Lines of data:
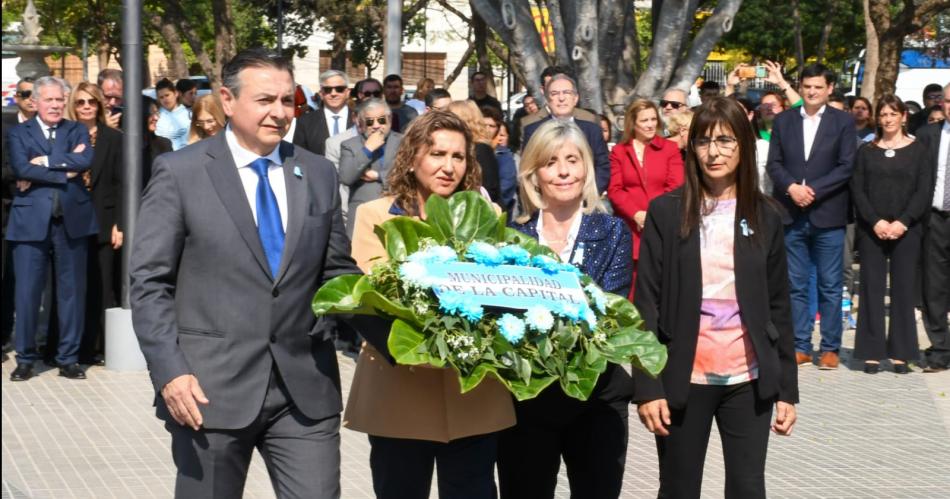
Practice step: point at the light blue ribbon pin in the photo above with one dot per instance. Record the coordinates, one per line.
(746, 231)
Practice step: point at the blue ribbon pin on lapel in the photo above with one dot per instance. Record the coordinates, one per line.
(744, 225)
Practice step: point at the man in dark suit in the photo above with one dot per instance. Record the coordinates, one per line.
(235, 235)
(366, 158)
(936, 248)
(811, 155)
(330, 119)
(561, 94)
(51, 210)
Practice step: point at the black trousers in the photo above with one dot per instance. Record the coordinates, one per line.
(936, 287)
(743, 420)
(402, 468)
(878, 259)
(591, 436)
(100, 295)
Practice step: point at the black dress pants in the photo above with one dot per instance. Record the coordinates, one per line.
(936, 287)
(402, 468)
(743, 421)
(879, 256)
(590, 435)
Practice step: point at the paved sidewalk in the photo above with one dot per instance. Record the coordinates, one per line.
(858, 436)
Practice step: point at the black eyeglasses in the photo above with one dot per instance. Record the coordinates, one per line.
(676, 105)
(725, 143)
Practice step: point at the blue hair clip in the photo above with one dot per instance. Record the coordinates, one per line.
(746, 231)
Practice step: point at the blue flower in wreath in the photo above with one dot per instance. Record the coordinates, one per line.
(596, 294)
(511, 327)
(546, 263)
(539, 318)
(515, 255)
(484, 253)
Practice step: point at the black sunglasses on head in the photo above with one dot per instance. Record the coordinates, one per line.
(676, 105)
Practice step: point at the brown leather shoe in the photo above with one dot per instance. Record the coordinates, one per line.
(802, 358)
(828, 361)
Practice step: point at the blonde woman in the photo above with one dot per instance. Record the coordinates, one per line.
(484, 152)
(207, 118)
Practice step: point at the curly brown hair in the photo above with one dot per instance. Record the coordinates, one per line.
(416, 140)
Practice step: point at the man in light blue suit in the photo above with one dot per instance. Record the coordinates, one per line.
(51, 209)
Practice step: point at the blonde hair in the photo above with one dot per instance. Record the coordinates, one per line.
(544, 145)
(210, 104)
(677, 122)
(472, 116)
(630, 117)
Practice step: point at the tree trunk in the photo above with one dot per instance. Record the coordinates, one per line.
(719, 23)
(871, 59)
(586, 56)
(225, 41)
(177, 64)
(799, 45)
(663, 57)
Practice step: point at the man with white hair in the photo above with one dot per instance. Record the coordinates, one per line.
(331, 118)
(366, 158)
(52, 210)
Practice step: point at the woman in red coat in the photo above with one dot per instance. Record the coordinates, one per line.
(642, 166)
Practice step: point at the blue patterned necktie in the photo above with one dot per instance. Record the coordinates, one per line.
(269, 226)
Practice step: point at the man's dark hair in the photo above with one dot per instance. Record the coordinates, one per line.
(185, 84)
(164, 84)
(393, 77)
(814, 70)
(933, 87)
(709, 85)
(436, 94)
(109, 74)
(553, 70)
(252, 58)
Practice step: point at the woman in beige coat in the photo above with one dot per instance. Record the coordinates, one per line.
(416, 416)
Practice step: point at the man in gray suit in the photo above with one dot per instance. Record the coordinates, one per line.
(366, 158)
(235, 235)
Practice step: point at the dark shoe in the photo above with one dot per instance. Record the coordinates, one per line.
(802, 358)
(72, 371)
(22, 372)
(828, 361)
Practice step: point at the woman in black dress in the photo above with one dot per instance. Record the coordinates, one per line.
(891, 187)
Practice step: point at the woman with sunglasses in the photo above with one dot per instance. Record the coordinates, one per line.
(642, 166)
(104, 181)
(713, 285)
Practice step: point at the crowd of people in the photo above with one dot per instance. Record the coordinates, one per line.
(731, 225)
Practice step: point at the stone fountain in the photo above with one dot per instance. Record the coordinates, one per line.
(32, 54)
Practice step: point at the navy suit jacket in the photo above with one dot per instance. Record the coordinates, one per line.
(595, 138)
(31, 210)
(827, 171)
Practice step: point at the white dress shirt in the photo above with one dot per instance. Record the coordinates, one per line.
(243, 159)
(341, 117)
(942, 165)
(810, 128)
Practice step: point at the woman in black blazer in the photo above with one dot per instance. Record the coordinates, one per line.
(713, 285)
(104, 181)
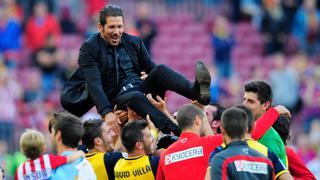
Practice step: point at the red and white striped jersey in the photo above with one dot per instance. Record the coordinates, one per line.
(40, 168)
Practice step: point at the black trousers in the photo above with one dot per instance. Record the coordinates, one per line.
(159, 80)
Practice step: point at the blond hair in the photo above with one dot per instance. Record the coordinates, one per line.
(32, 143)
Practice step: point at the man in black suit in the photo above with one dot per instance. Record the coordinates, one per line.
(111, 63)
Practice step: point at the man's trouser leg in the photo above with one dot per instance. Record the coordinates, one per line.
(136, 101)
(162, 78)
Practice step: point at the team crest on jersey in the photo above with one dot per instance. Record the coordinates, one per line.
(252, 167)
(184, 155)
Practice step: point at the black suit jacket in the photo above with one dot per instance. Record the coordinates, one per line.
(92, 67)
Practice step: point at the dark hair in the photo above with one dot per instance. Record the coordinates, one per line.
(282, 126)
(263, 90)
(109, 11)
(92, 130)
(187, 114)
(218, 113)
(234, 122)
(132, 133)
(250, 119)
(70, 127)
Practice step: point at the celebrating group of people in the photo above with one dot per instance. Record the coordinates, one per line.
(139, 139)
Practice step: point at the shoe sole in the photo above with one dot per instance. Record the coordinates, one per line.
(204, 80)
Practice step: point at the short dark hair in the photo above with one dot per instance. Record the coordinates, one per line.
(109, 11)
(263, 90)
(92, 130)
(187, 114)
(218, 113)
(282, 126)
(132, 133)
(70, 127)
(249, 115)
(234, 122)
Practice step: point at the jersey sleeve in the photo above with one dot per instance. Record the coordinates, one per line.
(214, 152)
(160, 173)
(264, 123)
(154, 162)
(215, 140)
(279, 167)
(110, 160)
(57, 161)
(216, 170)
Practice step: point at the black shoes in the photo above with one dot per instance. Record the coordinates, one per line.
(202, 84)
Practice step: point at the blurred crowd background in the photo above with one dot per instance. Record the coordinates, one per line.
(274, 40)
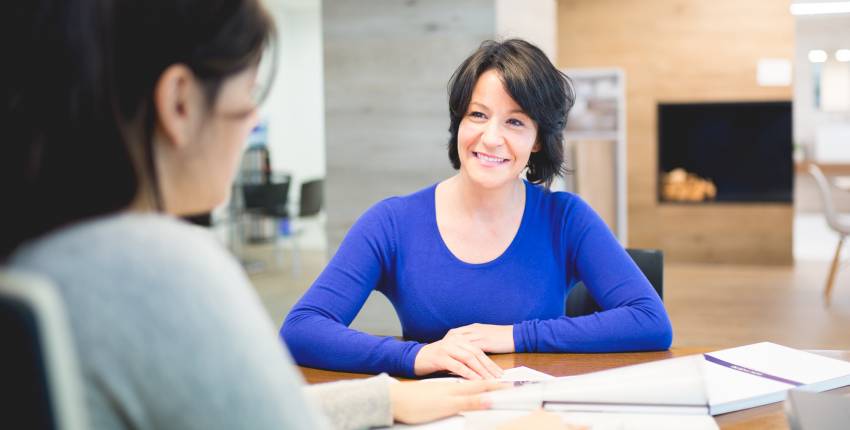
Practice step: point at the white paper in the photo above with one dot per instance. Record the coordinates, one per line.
(523, 373)
(481, 420)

Problem statement: The data above should be repeated exactly, minus any pictures.

Full response:
Practice step: point at the light blue ribbon pin in the photo above with one dot per instance. Record the coordinates, one per line.
(746, 231)
Practice step: point at the blue ribbon pin on lapel in the photo above with one dot per instance. Record the coordinates, one per line.
(744, 225)
Practice step: point at the man in dark suit in the photo above with one dot per instance. Record the coordinates, one per line.
(235, 235)
(366, 158)
(936, 248)
(811, 155)
(330, 119)
(561, 94)
(51, 210)
Practice step: point at the black trousers in the photo above with one dot per instance. Record the coordinates, one per line.
(936, 287)
(743, 420)
(402, 468)
(878, 259)
(591, 436)
(100, 295)
Practice step: point at the black dress pants in the photo above with one dot per instance. Record the coordinates, one per line.
(936, 287)
(402, 468)
(743, 421)
(879, 256)
(590, 435)
Practice step: point at the paved sidewalk in the photo above with one dot per instance. Record the coordinates, one per line.
(858, 436)
Practice step: point at the black eyeglasses in the photo above with one dot per instance. Record the coordinates, one per line.
(676, 105)
(725, 143)
Practice step: point at the blue hair clip in the photo above with one dot per instance. Record the coordinates, one per line.
(746, 231)
Practice step: point at the blue flower in wreath in the photo above with one dot per instance. Record the coordinates, one per line.
(596, 294)
(511, 327)
(546, 263)
(539, 318)
(515, 255)
(484, 253)
Practice step: point at the black sunglasses on head in the photo above with one dot per instance. Record the coordinates, one per line.
(676, 105)
Practice step: point at the brown leather shoe in the photo above with one dot per instance. Record the coordinates, one per line.
(802, 358)
(828, 361)
Practice step: point at the blonde woman in the photo above with one dot per instance. Record the coordinates, one per line.
(484, 152)
(207, 118)
Practice step: point at the curly brown hair in the photo above with one dot per instance. Record the coordinates, one per line.
(416, 140)
Practice step: point at the man in light blue suit in the photo above with one dot per instance. Record the coordinates, one per line.
(51, 209)
Practice step: point at the blonde hair in the photo above with one dot per instance. Record the coordinates, one per line.
(544, 145)
(210, 104)
(677, 122)
(472, 116)
(630, 117)
Practice step: point at the tree trunk in the photo above with one dot per instance. Record the coordinates, one per line.
(719, 23)
(871, 59)
(586, 56)
(225, 41)
(177, 64)
(799, 45)
(663, 57)
Practice step: point at the man with white hair in the photo above with one dot per instance. Record the coordinates, one per line.
(331, 118)
(366, 158)
(52, 210)
Practice step: point at the woman in red coat in the photo above with one dot per instance. Record the coordinates, one per line.
(642, 166)
Practice step: point at the blue patterned necktie in the photo above with one dot per instance. Record the coordinates, one per line.
(269, 226)
Practice step: point at the man's dark hair in the photo above with one dot per instance. Record the coordinates, one per line.
(185, 84)
(164, 84)
(393, 77)
(814, 70)
(933, 87)
(709, 85)
(436, 94)
(109, 74)
(553, 70)
(252, 58)
Practice step: point at the woman in beige coat in the photo above with one dot per instance. Record the coordinates, one per line.
(416, 416)
Practice step: point at the man in gray suit in the photo above with one dot per instance. Record the coordinates, one per line.
(366, 158)
(235, 235)
Practice step: point at the dark shoe in the photo above with one dot per instance. Record the coordinates, one per line.
(802, 358)
(72, 371)
(22, 372)
(828, 361)
Practice step: point at the woman in black dress in the photo above with one dot per instance. Record the coordinates, one per line.
(891, 187)
Practice step: point at the woman with sunglasses in the photo above with one dot per instance. Record the coordinates, one per line.
(642, 166)
(104, 181)
(713, 285)
Practice step: point at the crowd of people in the photo above with one dot per instance. Record the coordinates, one per line.
(731, 225)
Practice step: point at the stone fountain in the photo above with one dot per instance. Record the coordinates, one per line.
(32, 54)
Practice step: point at the navy suit jacket in the photo above with one dot per instance. Record the coordinates, one per line.
(595, 138)
(31, 210)
(827, 171)
Practice step: point at the white dress shirt in the photo above with one dot per instance. Record the coordinates, one per line.
(243, 159)
(341, 117)
(942, 165)
(810, 128)
Practice step: point at the woman in black blazer in the photo above with one dot per instance. Record the coordinates, one per line.
(713, 285)
(104, 181)
Practice step: point at the red and white striped jersey in the photo above with one dot per instance. Record the coordinates, one per line.
(40, 168)
Practice step: point at the black trousers in the photo above with one dot per instance. Record the coordinates, one per line.
(159, 80)
Practice step: point at the blond hair in the photo above with one dot per instance. Record the coordinates, one per line.
(32, 143)
Practice step: point at the man in black suit in the photo above with one dot per instance. Record the coordinates, one per line.
(111, 63)
Practice step: point at the man's trouser leg in the photo above with one dot per instance. Record the coordinates, one per line.
(136, 101)
(162, 78)
Practice step: point at the team crest on jersey in the photo above with one dot per instance. Record the coordinates, one per line.
(252, 167)
(184, 155)
Practice step: point at the black suit jacket in the photo above with one dot per instance. Record the coordinates, one per line.
(92, 67)
Practice step: point at the dark hair in the photo above with one dot per instance. Record the coordinates, one per line.
(282, 126)
(263, 90)
(109, 11)
(92, 130)
(187, 114)
(218, 113)
(234, 122)
(132, 133)
(250, 119)
(70, 127)
Practice step: point at the celebrating group of people in the photo above with one dot per instance. Record the coordinates, one per line.
(139, 139)
Practice step: point at the shoe sole in the photo above with one dot per instance. Record the coordinates, one per line.
(204, 80)
Practice step: point at the short dark hair in the photo above with one dot per instance. Record the coordinates, one per line.
(109, 11)
(263, 90)
(92, 130)
(187, 114)
(218, 113)
(282, 126)
(132, 133)
(70, 127)
(249, 115)
(234, 122)
Practice step: point at the jersey sleeve in the photo above with one dot per instance. Record the coordinates, one per line.
(214, 152)
(160, 173)
(264, 123)
(154, 162)
(215, 140)
(279, 167)
(110, 160)
(57, 161)
(216, 170)
Practice step: point at the black shoes in the photo above with one dot per instance. Record the coordinates, one per line.
(202, 84)
Practice step: point at the blurred crowd background in the photo above with one dot per instance. Record the coordinates, one per line.
(274, 40)
Practice step: point at the white paper in the photo above with one dot per instance. Record the coordinates, one per line.
(523, 373)
(481, 420)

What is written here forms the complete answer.